= WORK TO BE COMPLETED =
The full listing, copied exactly, is the required output.

= DATASET RECORDS =
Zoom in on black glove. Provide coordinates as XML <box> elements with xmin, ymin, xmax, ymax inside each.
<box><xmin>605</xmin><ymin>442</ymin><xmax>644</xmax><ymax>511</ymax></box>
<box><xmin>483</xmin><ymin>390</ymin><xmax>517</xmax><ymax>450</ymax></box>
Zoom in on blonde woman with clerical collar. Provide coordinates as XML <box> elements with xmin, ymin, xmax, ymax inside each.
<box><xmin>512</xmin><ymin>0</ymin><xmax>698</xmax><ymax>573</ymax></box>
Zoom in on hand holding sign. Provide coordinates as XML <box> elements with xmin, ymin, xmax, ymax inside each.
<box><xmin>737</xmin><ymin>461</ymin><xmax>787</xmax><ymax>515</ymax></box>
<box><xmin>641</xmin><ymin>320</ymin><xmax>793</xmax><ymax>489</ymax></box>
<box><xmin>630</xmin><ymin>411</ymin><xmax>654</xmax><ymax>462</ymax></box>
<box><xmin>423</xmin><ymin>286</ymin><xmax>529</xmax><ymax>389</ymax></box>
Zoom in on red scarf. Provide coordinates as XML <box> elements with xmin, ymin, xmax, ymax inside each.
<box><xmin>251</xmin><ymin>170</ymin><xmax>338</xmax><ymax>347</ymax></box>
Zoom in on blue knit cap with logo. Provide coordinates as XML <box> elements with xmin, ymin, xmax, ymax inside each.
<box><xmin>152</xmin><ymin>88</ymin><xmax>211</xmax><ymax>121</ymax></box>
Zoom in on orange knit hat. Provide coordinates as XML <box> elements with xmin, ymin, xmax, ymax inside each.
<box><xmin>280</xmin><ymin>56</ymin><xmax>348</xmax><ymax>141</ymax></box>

= WRITTEN RESPONSE =
Zoom in on black glove. Provide coordinates as XML <box> elements with xmin, ymin, xmax, ymax inside each.
<box><xmin>605</xmin><ymin>442</ymin><xmax>644</xmax><ymax>511</ymax></box>
<box><xmin>483</xmin><ymin>390</ymin><xmax>517</xmax><ymax>450</ymax></box>
Zoom in on blonde woman with clerical collar. Provide coordinates as XML <box> elements with xmin, ymin, xmax, ymax inside each.
<box><xmin>512</xmin><ymin>0</ymin><xmax>698</xmax><ymax>573</ymax></box>
Zoom in on hand holding sign. Provide coordinates as XML <box> elements with xmin, ymin, xmax, ymax inside each.
<box><xmin>737</xmin><ymin>461</ymin><xmax>787</xmax><ymax>515</ymax></box>
<box><xmin>641</xmin><ymin>320</ymin><xmax>793</xmax><ymax>489</ymax></box>
<box><xmin>630</xmin><ymin>411</ymin><xmax>654</xmax><ymax>462</ymax></box>
<box><xmin>423</xmin><ymin>286</ymin><xmax>529</xmax><ymax>389</ymax></box>
Zoom in on red scarf. Provide coordinates as XML <box> elements with xmin, ymin, xmax, ymax inside each.
<box><xmin>251</xmin><ymin>170</ymin><xmax>338</xmax><ymax>347</ymax></box>
Zoom in on blue knit cap with logo. Provide coordinates as XML <box> elements with xmin, ymin, xmax, ymax inside each.
<box><xmin>152</xmin><ymin>88</ymin><xmax>211</xmax><ymax>121</ymax></box>
Zoom in on orange knit hat. Provide coordinates as XML <box> elements with xmin, ymin, xmax, ymax inside each.
<box><xmin>280</xmin><ymin>56</ymin><xmax>348</xmax><ymax>141</ymax></box>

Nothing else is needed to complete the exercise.